Wayland screenshots

Which desktop has Wayland in Ubuntu? I have MATE desktop installed on Ubuntu 20.04:
Code:
root@ubuntu20:~# uname -a
Linux ubuntu20 5.11.0-27-generic #29~20.04.1-Ubuntu SMP Wed Aug 11 15:58:17 UTC 2021 x86_64 x86_64 x86_64 GNU/Linux
root@ubuntu20:~# lsb_release -a
No LSB modules are available.
Distributor ID:    Ubuntu
Description:    Ubuntu 20.04.3 LTS
Release:    20.04
Codename:    focal
root@ubuntu20:~# top -n 1 | grep -i wayland
root@ubuntu20:~# top -n 1 | grep -i xorg
   1211 root      20   0 1203380 113864  77744 S   6.2   1.6   0:07.04 Xorg

Edited to add: Answered my own question:

"Ubuntu ships Wayland as default in Ubuntu 17.10 (Artful Aardvark).[80] Ubuntu reverted to X.Org for Ubuntu 18.04 LTS, as Wayland still has issues with screen sharing and remote desktop applications, and does not recover as well from window manager crashes.[81][82] Ubuntu ships Wayland by default in 21.04.[83]"
──────────
● Written task A: Return the post on Wayland in Ubuntu word for word, in its entirety.
The post on Wayland in Ubuntu and the records that follow it were drawn from unrelated sources.

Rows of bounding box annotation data
──────────
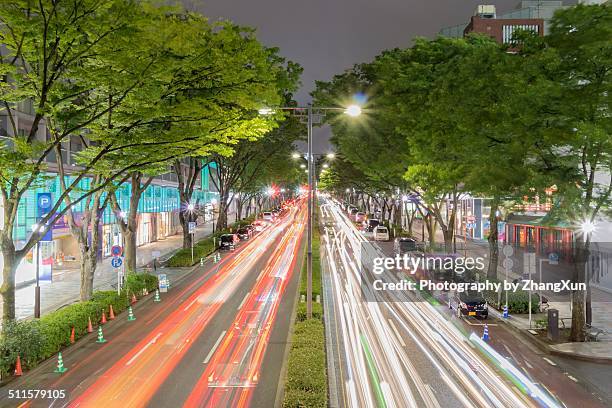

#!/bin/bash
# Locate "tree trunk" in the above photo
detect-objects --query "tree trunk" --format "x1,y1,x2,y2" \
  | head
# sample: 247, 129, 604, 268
80, 246, 97, 302
123, 228, 136, 273
569, 237, 589, 341
487, 197, 499, 279
0, 241, 19, 322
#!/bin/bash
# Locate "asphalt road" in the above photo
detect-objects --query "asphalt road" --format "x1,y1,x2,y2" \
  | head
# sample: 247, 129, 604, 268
──────────
● Written task B: Move every bounding box coordinate in the answers of the records by -35, and reproduce all lines of the records, the requests included. Leave the sample coordinates unchanged, and omit the pictures.

● Written reply A:
Wayland screenshots

Which desktop has Wayland in Ubuntu? I have MATE desktop installed on Ubuntu 20.04:
Code:
root@ubuntu20:~# uname -a
Linux ubuntu20 5.11.0-27-generic #29~20.04.1-Ubuntu SMP Wed Aug 11 15:58:17 UTC 2021 x86_64 x86_64 x86_64 GNU/Linux
root@ubuntu20:~# lsb_release -a
No LSB modules are available.
Distributor ID:    Ubuntu
Description:    Ubuntu 20.04.3 LTS
Release:    20.04
Codename:    focal
root@ubuntu20:~# top -n 1 | grep -i wayland
root@ubuntu20:~# top -n 1 | grep -i xorg
   1211 root      20   0 1203380 113864  77744 S   6.2   1.6   0:07.04 Xorg

Edited to add: Answered my own question:

"Ubuntu ships Wayland as default in Ubuntu 17.10 (Artful Aardvark).[80] Ubuntu reverted to X.Org for Ubuntu 18.04 LTS, as Wayland still has issues with screen sharing and remote desktop applications, and does not recover as well from window manager crashes.[81][82] Ubuntu ships Wayland by default in 21.04.[83]"

● Written reply B:
#!/bin/bash
# Locate "tree trunk" in the above photo
detect-objects --query "tree trunk" --format "x1,y1,x2,y2" \
  | head
# sample: 247, 129, 604, 268
45, 211, 62, 267
88, 193, 101, 238
534, 202, 554, 306
452, 162, 464, 244
-35, 206, -16, 287
#!/bin/bash
# Locate "asphalt road" in the above photo
detect-objects --query "asphalt road" --format "x1,y1,x2,y2" \
  | head
# sample: 247, 129, 604, 268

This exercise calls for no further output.